::: Page extract :::

Rubashov is suspect of the newer comrades seeing them as a new species: “militant philosophers.”

He shares the long and fascinating story of “Little Loewy” and his wanderings in Western Europe trying to serve the party. The world he described very much reminded me of the days before the European Union when travel was more complex with each nation requiring visas, passports and such for everything and multiple currencies and the need to change money at every border crossing and so on.

However, Rubashov does allow that he is suspected of having been behind Loewy’s death. He never really denies this charge.

“The Party knew only one crime; to swerve from the course laid out; only one punishment: death. Death was no mystery in the movement; there was nothing exalted about it: it was the logical solution to political divergences.”
Soon however he is arrested and an old friend, Ivanov, is questioning him. He wants Rubashov to come to realize that he can confess to something, and not get himself killed. They would then “reform” him at the same time. However, Ivanov’s underling, Geletkin, is convinced that this is a bad tactic. Punishment and death are the way for Rubashov. Ivanov vigorously disagrees but he is somewhat cautious about this younger underling.

However, before the interrogation of Rubashov advances, Ivanov is deposed and the younger Geletkin takes over and is in charge of the interrogation. He has a dramatically different view of the past, and what the current attitudes of the Communist party and direction should take. Thus Rubashov is being accused of crimes against the party and he realizes he is facing the possibility of a death sentence.

The essence of the novel’s position is that this is a period of time when the Russian Communist party was undergoing an important period of change. The older generation of leaders which included both Ivanov and Rubashov had views that the younger generation, now taking over power, abhor. The older generation of Ivanov and Rubashov wanted to spread communism to the other European nations and make Russian-style Communism the European continent’s way to be. The younger generation believes that the spread of communism cannot, as the older generation assumes, become universal, even in Europe at this particular time. Rather, the Russian nation should consolidate its own communist position and bide its time until the historical movement is ripe for them to begin to spread communism abroad. Thus leaders like Ivanov and Rubashov must be removed from power and from life itself.

The novel follows the history of Rubashov’s earlier days as an important and powerful member of the Russian Communist Party, and especially some of his work in Western Europe, which is precisely what the new generation of Russian communists is backing away from. The purge is on and Rubashov is caught in this difficult moment of history.

Early in his days in prison Rubashov is naively confident. He is being interrogated by Ivanov, and while they have some relatively minor differences on some issues, they share a very similar view of the history and future of communism. Thus he figures that he will go through this interrogation, receive some relatively minor prison time for some of his actions, but that in the end he will be reinstated, even if retired. He just isn’t very worried about the interrogation.

:::

Set exercise A
For each statement below about the Rubashov summary, say whether it agrees with the text, answering yes or no and quoting the deciding words: (i) Ivanov is deposed before the interrogation of Rubashov advances; (ii) Rubashov firmly denies being behind Loewy's death; (iii) the younger generation wants communism spread across Europe right away.
The Rubashov summary and the listing after it have no connection to each other.

::: Recorded information :::

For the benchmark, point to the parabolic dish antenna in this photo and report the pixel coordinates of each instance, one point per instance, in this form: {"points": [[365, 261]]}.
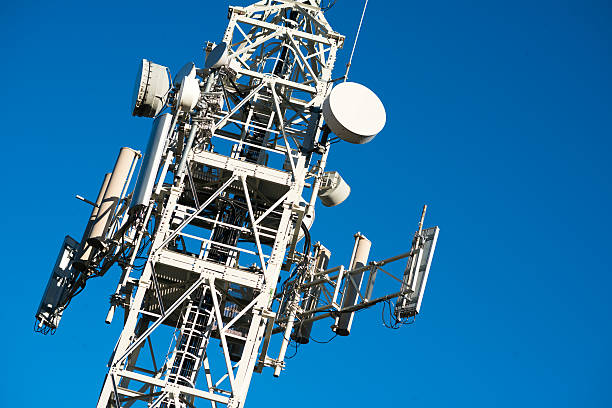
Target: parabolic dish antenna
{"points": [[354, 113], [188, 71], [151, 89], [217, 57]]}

:::
::: Recorded information :::

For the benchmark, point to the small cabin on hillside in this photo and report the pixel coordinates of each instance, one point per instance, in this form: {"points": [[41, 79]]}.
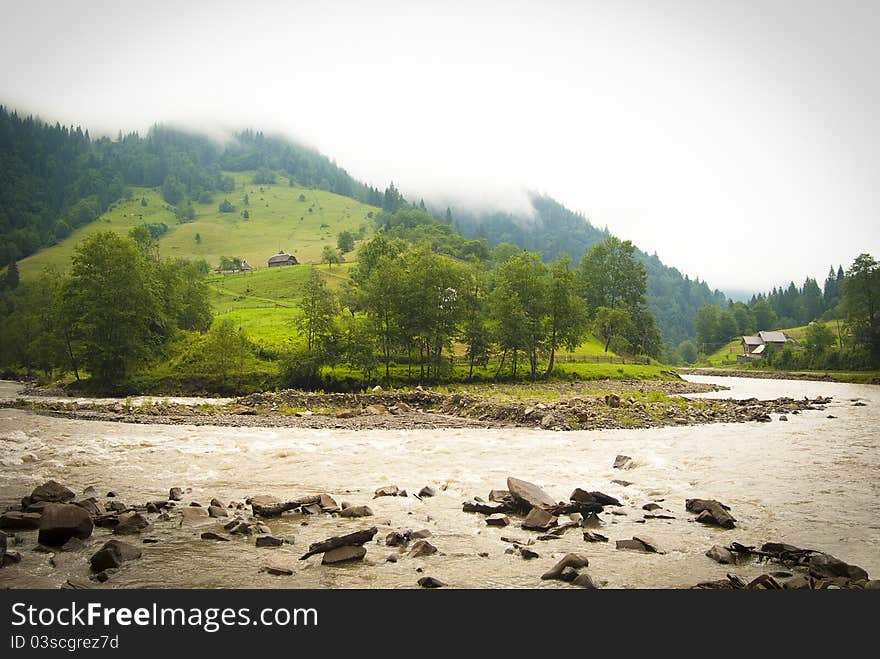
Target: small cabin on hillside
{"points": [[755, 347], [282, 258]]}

:::

Set exercise B
In the listing, edit the lines between the one holding "For the benchmark, point to the parabolic" and the one holding "Target: parabolic dish antenna", inclusive, replacing "parabolic dish antenna" with "satellite dish" and changing nothing else. Give only those lines, leaving the picture out of the answer.

Solution A
(i) Yes: "before the interrogation of Rubashov advances, Ivanov is deposed"
(ii) No: "He never really denies this charge."
(iii) No: "the Russian nation should consolidate its own communist position and bide its time until the historical movement is ripe for them to begin to spread communism abroad"

Solution B
For the benchmark, point to the satellite dish in this photo and report the pixel coordinates of each instance, one point per instance, in this form: {"points": [[365, 261]]}.
Target: satellite dish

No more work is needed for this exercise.